Requirements:
**A)** Rewrite the review from "Mr.Waldo deserves a" to "in Act Two.", substituting "Monk" for "Mingus".
**B)** Translate this sentence from the review into Spanish: "The band also banters well with Mr. De Shields, a very cool chemistry that embroiders the night club atmosphere."
=== Text segment ===
Then, for someone completely different, changes to the glamorous and sexual Alpha Smith, captivatingly “torchy” as she belts out Why Don’t You Do Right? Don’t know what “torch” is? Ms. Precia lets you hear it, delivering this very suggestive number in a style her own that is part Eartha Kitt, Ella Fitzgerald, and Peggy Lee, if you can imagine such a combination. (She also has a great cadillac walk, too.) She does another turn as Lucille, Louis’ fourth spouse, when she is introduced in a most unique way, and duets with Mr. De Shields charmingly in Baby, It’s Cold Outside.
The two stars click together in each romantic combination they cameo. You can feel the chemistry. In a few short lines and repartee between each pair, the dynamics and appeals of each relationship Louis had with the four women come through. In Satch, you get four romances in one with heartbreak.
Five Cool Cats.
Mr. De Shield’s new “All Stars,” the sidemen who recreate the sounds of Armstrong’s bands, are very cool cats for a combo of diversity. Terry Waldo has as the elegant touch of Earl “Fatha” Hines on piano, Ken Crutchfield is Lionel Hampton on Drums for a night, Michel Hashim delivers the old mellow of Jimmy Strong on Soprano Sax and Tenor Sax, and David Grego on string bass and tuba back up Mr. De Shields vocals with intricate style. Grego’s tuba solo on Rascal is virtuoso Dixieland. You won’t believe what he does with it. (Dan Block on Clarinet, Brian Nalepka on Bass, and David Grant on Trumpet and Riley Mullins on Trumpet will also play the show on future dates.)
Stanton Davis on backup trumpet deserves a stand all his own for his magnificent tone, his buttery lips, his mastery of Satchmo riffs and his two hours of virtuoso Armstronging with Mr. De Shields. The band also banters well with Mr. De Shields, a very cool chemistry that embroiders the night club atmosphere. All that’s missing from this dance hall is the cigar smoke and the cigarette girls (which is against code in White Plains).
Mr.Waldo deserves a tip of the hat for spirited dueting with the stage dominant Mr. De Shields, holding his own in Old Rockin’ Chair in Act Two, that reprises a little vaudeville, and a lot of Mr. Armstrong’s melancholy at modern critics. The two interplay well.
Occasionally “The New All Stars” are a little tooooo cool and jivey, a little too Mingus, a little too jazz sounding. Nevertheless, they shine capturing the molasses sweet style solo turns that created the cacophonously seamless originality of Armstrong’s bands on West End Blues, Black and Blue and I’m Confessin’. The five bring the house down on a rambunctious, shouting, Dixieland style revenge song, You, Rascal You in Act Two.
Signature Song
Act Two, delivers a visual and musical mock: Mr. Armstrong’s hilarious parody of the cool jazz musicians of the mid-twentieth century, who were criticizing Armstrong’s style. It tells of his courage during the 1954 segregation of the Little Rock, Arkansas schools. (A fact, “Mr. Armstrong” points out that he says, “I bet you you didn’t know that,” and I did not.)
=== Excerpted records ===
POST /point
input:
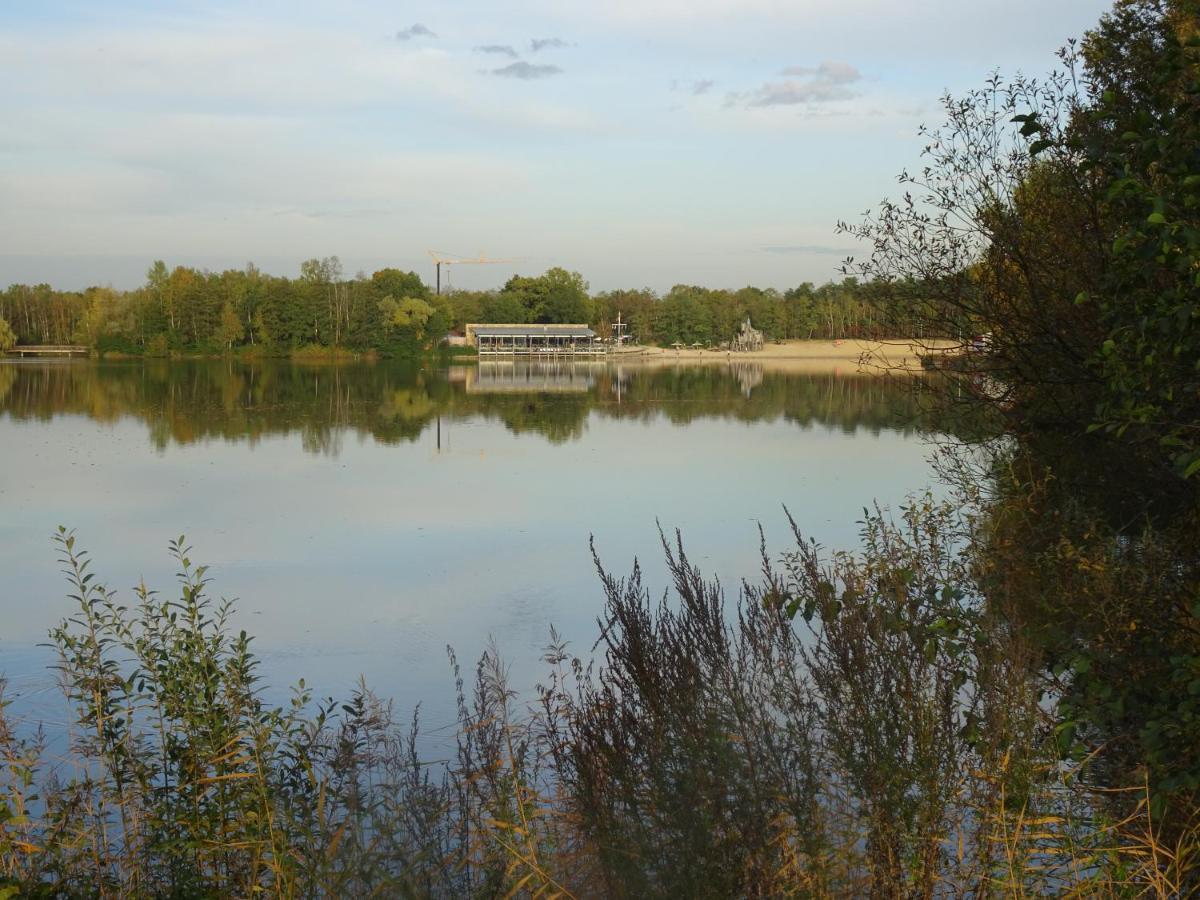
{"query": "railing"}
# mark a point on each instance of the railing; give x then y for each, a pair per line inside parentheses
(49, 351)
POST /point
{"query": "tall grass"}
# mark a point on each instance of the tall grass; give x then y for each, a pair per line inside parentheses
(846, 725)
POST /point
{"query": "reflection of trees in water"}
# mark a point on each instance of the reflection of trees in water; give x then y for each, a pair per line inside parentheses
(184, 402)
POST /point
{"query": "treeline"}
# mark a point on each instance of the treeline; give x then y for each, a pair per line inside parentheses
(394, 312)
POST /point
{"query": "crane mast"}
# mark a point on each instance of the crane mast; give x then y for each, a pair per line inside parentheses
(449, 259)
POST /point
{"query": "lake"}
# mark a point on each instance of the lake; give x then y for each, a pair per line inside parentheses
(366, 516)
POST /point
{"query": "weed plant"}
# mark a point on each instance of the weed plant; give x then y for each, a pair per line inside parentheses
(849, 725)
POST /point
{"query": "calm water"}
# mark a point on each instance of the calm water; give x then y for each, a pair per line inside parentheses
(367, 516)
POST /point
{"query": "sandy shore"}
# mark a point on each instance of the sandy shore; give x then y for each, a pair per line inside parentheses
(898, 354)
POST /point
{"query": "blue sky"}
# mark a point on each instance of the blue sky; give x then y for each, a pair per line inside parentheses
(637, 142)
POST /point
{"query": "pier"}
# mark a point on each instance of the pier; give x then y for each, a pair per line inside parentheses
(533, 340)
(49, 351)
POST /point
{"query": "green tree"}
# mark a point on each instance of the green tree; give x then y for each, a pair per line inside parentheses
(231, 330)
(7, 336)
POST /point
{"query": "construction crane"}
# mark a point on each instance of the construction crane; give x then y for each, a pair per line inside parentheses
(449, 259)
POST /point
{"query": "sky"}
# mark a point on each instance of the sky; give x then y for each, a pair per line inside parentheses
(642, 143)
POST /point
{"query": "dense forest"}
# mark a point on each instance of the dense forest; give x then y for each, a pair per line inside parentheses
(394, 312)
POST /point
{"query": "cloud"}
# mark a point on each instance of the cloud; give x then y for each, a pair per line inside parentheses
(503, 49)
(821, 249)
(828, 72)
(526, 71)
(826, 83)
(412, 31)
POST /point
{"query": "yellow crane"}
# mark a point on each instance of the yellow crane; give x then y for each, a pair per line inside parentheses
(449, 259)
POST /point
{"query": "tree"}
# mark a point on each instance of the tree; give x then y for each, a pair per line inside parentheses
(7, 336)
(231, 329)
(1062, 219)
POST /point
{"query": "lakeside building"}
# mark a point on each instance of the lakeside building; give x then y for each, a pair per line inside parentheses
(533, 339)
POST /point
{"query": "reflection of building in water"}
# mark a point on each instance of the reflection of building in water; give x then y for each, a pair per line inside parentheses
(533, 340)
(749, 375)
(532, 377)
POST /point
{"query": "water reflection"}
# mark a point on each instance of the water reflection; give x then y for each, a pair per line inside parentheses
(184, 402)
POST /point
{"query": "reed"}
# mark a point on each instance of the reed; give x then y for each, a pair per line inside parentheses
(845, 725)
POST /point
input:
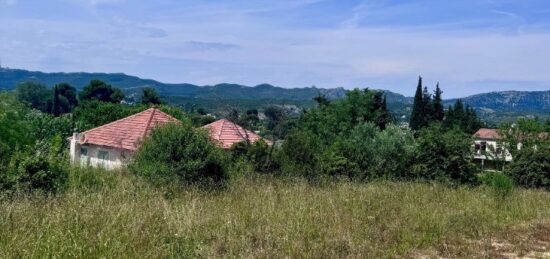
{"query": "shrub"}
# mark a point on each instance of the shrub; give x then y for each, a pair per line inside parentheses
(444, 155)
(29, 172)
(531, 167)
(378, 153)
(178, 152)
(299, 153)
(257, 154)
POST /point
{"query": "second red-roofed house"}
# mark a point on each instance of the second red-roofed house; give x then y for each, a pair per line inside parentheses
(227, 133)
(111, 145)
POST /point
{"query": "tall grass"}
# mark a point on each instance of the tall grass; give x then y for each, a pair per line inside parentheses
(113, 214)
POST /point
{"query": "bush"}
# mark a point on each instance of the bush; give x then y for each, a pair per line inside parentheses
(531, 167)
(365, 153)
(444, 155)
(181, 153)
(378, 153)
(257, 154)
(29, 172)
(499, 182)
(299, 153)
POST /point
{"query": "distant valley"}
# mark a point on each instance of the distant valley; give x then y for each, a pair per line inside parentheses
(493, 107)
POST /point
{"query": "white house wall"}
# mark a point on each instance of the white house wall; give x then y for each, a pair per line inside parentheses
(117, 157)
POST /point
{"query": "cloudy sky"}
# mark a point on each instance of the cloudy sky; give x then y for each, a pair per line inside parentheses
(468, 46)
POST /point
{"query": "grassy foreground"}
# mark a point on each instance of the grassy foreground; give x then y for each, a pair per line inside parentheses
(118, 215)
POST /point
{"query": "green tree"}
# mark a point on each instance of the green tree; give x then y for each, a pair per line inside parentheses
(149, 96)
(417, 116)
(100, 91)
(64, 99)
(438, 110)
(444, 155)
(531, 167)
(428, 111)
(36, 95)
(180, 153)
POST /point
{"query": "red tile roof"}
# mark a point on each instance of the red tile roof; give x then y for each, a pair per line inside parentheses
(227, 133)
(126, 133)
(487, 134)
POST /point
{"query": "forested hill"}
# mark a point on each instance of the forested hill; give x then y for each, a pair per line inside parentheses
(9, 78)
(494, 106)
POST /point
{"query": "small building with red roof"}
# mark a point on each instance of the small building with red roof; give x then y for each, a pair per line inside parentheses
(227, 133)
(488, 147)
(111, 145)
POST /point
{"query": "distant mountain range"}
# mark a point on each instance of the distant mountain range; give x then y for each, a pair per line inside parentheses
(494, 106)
===
Answers to the exercises:
**A)**
Mr.Waldo deserves a tip of the hat for spirited dueting with the stage dominant Mr. De Shields, holding his own in Old Rockin’ Chair in Act Two, that reprises a little vaudeville, and a lot of Mr. Armstrong’s melancholy at modern critics. The two interplay well.
Occasionally “The New All Stars” are a little tooooo cool and jivey, a little too Monk, a little too jazz sounding. Nevertheless, they shine capturing the molasses sweet style solo turns that created the cacophonously seamless originality of Armstrong’s bands on West End Blues, Black and Blue and I’m Confessin’. The five bring the house down on a rambunctious, shouting, Dixieland style revenge song, You, Rascal You in Act Two.

**B)** La banda también bromea bien con el Sr. De Shields, una química muy genial que adorna el ambiente de club nocturno.